--- START ---

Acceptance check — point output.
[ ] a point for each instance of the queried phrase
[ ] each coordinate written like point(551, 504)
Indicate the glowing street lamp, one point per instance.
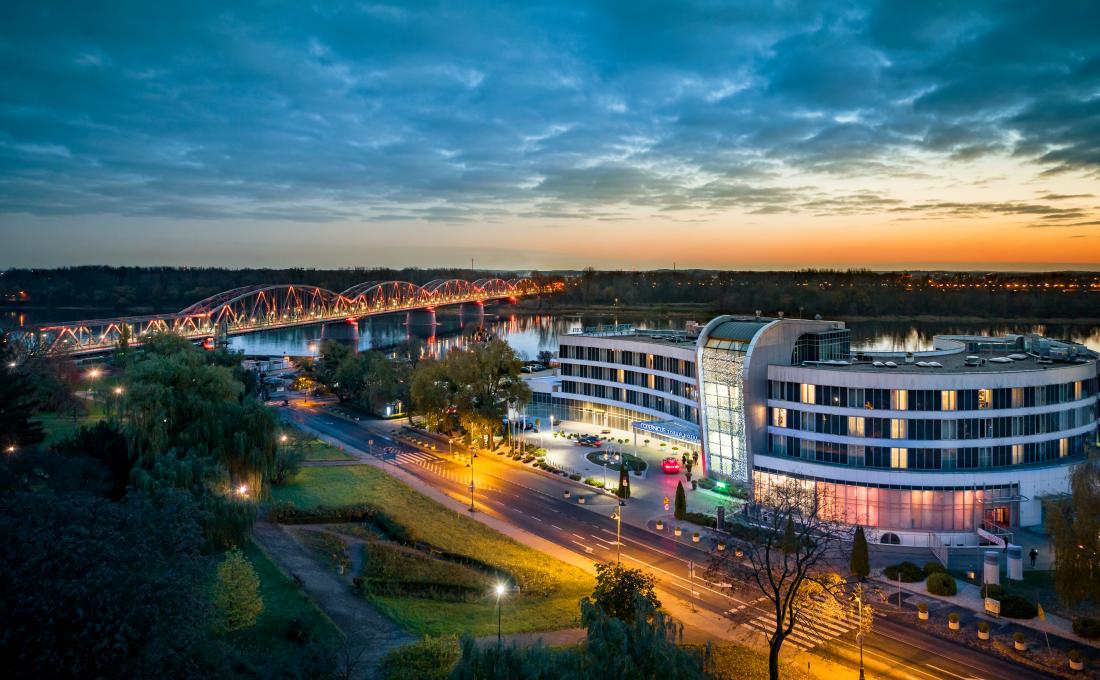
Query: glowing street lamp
point(499, 593)
point(618, 532)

--- END ---

■ **Your task**: Transcribe all the lines above exactly; any image among them is skipped.

■ **Task result**:
Acceptance check — point output.
[ ] a point for each instance of the queried phrase
[ ] each coordinate written like point(551, 504)
Indicate the glowing street lamp, one point per instance.
Query: glowing street lamp
point(499, 593)
point(618, 532)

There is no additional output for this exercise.